• [Task requirements]: Count the lines of the material below that contain the word "crowd", with letter case taken into account. Reply with the number alone.

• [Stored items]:
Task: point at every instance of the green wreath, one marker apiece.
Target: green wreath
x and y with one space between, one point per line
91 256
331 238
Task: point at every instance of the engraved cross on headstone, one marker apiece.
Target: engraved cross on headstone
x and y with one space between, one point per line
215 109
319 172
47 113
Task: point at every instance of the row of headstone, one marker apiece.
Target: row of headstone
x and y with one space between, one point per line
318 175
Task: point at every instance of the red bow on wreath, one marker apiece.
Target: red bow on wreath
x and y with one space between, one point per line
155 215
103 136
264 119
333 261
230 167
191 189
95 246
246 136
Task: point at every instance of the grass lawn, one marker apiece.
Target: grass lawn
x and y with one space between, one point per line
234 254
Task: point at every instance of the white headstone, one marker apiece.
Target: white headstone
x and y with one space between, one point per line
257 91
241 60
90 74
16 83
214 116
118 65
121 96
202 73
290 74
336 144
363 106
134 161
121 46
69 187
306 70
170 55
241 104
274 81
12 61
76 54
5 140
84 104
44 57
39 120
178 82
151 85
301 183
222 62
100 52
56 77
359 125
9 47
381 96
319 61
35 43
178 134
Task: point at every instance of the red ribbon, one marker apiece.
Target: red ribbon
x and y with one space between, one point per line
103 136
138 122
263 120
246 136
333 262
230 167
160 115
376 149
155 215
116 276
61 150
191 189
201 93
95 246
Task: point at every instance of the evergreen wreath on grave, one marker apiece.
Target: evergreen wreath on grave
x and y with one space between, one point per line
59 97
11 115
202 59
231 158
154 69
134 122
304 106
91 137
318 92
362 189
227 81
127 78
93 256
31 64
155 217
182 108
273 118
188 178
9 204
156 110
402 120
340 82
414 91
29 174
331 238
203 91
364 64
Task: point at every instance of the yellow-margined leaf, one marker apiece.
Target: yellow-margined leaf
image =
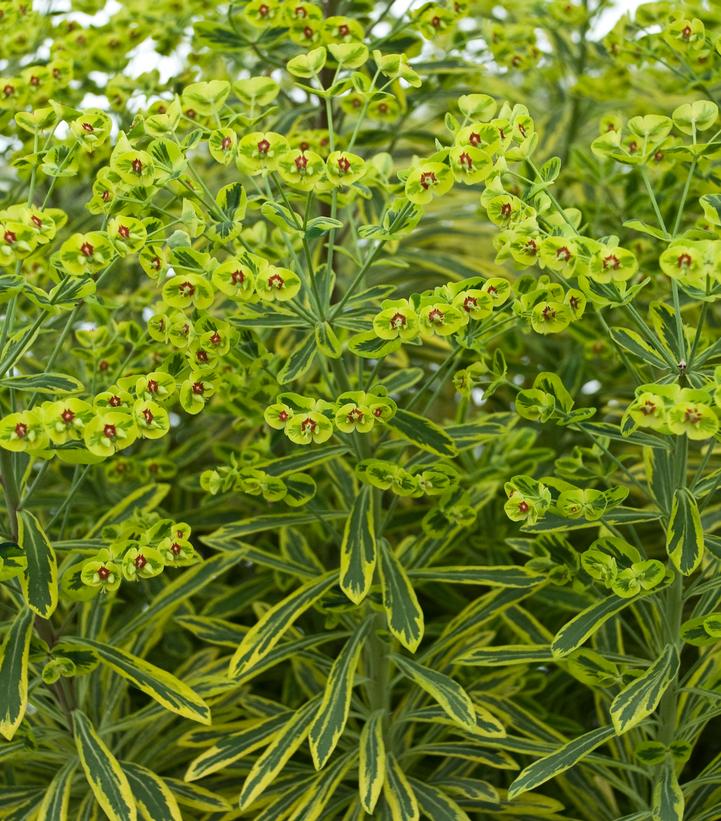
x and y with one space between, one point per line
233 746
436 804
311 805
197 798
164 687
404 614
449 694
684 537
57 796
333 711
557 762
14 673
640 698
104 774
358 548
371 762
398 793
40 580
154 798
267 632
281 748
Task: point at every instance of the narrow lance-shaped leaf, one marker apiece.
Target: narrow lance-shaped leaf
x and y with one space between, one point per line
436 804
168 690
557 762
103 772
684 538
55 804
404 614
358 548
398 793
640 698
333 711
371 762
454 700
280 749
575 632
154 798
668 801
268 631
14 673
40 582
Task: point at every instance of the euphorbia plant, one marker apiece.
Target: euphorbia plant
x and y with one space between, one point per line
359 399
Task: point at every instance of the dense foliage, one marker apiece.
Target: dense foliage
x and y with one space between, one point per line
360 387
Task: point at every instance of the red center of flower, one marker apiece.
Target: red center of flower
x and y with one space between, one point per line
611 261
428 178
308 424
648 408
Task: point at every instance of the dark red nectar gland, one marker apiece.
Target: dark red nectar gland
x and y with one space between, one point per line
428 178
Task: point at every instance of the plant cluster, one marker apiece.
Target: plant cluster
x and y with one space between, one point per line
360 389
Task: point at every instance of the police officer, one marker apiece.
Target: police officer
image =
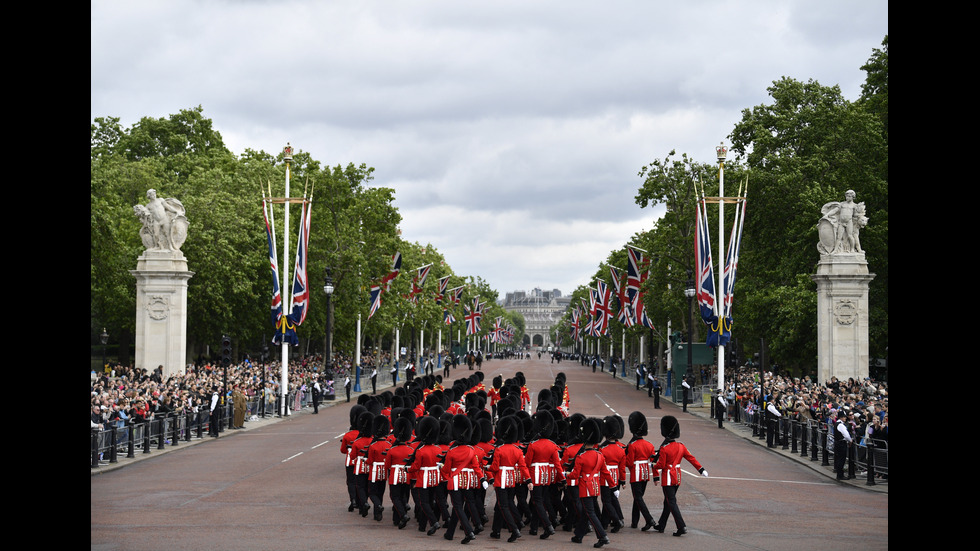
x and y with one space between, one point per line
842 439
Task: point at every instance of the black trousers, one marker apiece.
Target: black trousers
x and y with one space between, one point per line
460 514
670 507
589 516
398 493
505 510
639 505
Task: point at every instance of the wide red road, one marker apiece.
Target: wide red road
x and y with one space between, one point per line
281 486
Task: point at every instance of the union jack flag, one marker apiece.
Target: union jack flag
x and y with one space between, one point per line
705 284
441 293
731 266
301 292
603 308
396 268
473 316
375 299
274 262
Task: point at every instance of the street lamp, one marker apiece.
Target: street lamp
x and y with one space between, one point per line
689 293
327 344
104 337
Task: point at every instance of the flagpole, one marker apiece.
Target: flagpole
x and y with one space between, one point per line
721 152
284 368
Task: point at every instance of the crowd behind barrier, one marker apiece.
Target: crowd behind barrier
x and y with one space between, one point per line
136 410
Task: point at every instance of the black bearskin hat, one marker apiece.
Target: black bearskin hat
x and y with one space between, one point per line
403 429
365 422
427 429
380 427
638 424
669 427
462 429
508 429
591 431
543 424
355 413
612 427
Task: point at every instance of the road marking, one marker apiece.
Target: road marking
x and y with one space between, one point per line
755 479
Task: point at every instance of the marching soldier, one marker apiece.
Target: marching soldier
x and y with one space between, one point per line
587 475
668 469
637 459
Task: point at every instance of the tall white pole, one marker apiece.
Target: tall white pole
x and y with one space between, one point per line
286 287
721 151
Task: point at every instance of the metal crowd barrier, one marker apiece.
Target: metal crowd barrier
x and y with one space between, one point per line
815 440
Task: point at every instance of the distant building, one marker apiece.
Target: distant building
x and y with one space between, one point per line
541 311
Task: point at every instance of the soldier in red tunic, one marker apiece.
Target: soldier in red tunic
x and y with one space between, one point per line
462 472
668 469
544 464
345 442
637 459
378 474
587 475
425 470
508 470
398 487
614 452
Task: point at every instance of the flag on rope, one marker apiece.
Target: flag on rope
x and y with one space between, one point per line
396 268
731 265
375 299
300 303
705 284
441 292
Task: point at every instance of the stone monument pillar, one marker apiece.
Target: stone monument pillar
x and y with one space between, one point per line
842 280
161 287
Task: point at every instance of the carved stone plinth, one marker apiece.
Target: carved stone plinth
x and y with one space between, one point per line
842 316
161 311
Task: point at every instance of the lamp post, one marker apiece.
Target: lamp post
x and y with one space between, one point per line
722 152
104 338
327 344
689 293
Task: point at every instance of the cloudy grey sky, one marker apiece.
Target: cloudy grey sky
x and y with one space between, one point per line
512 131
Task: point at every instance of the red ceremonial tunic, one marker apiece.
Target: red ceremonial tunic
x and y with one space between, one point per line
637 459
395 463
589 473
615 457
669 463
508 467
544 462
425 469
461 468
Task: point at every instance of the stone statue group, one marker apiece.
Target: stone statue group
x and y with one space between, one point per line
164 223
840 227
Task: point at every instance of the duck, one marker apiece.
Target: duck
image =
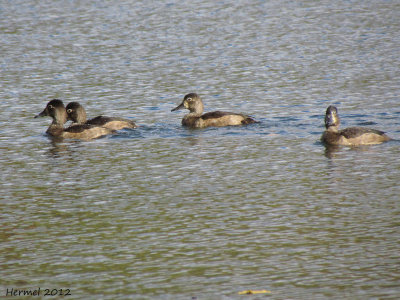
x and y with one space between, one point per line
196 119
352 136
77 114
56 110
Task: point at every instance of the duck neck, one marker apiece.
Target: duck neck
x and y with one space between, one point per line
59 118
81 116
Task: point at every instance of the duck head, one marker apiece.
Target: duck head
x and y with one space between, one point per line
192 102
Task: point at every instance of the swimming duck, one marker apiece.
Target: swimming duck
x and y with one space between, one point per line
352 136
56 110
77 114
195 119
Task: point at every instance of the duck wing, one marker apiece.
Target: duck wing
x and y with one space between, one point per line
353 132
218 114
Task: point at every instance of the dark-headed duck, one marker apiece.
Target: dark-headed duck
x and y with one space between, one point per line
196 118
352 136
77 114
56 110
---
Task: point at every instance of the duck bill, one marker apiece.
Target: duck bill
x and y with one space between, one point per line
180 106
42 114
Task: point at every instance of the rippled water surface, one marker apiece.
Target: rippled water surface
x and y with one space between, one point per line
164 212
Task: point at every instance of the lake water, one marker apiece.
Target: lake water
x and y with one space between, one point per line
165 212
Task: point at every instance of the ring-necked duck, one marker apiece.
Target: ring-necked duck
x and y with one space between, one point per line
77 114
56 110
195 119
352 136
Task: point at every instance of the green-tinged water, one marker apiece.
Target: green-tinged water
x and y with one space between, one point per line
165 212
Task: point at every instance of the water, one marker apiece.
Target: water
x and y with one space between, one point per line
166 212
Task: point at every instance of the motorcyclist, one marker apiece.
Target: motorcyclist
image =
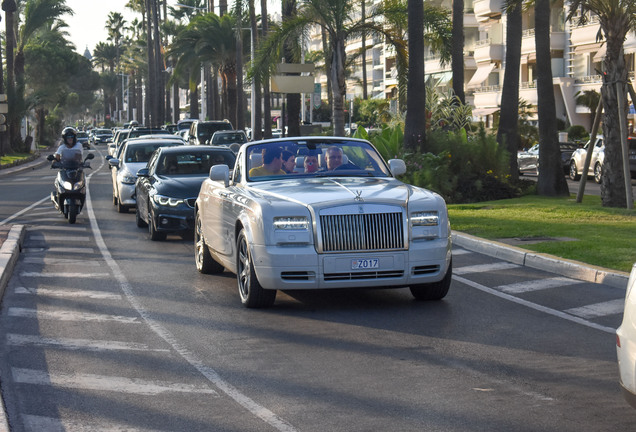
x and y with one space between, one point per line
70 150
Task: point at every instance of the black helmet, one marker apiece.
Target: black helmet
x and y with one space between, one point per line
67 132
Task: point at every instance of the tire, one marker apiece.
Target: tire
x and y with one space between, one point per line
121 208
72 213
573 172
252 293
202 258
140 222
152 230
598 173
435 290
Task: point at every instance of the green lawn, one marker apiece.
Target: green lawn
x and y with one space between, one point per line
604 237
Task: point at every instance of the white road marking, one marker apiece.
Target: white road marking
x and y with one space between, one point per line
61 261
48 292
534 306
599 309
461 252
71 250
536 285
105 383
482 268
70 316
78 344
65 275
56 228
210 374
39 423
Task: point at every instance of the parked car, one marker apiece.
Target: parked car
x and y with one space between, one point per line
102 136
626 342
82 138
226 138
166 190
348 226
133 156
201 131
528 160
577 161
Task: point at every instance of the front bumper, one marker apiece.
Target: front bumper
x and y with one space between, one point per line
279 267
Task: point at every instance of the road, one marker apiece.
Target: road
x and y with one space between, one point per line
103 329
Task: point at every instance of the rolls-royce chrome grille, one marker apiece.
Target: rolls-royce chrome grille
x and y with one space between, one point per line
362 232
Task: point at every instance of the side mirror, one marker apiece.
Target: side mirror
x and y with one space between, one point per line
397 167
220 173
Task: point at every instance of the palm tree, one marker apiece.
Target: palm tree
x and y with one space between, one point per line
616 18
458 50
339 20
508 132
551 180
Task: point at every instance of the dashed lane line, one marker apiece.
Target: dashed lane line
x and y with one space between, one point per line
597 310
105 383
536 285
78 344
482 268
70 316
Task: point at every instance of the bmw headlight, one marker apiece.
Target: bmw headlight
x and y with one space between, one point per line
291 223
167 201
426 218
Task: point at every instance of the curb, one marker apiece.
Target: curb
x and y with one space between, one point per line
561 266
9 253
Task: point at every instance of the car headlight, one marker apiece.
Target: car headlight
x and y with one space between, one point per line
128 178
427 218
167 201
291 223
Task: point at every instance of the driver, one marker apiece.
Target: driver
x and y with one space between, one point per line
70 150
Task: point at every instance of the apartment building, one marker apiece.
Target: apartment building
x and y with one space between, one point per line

• [Task result]: 4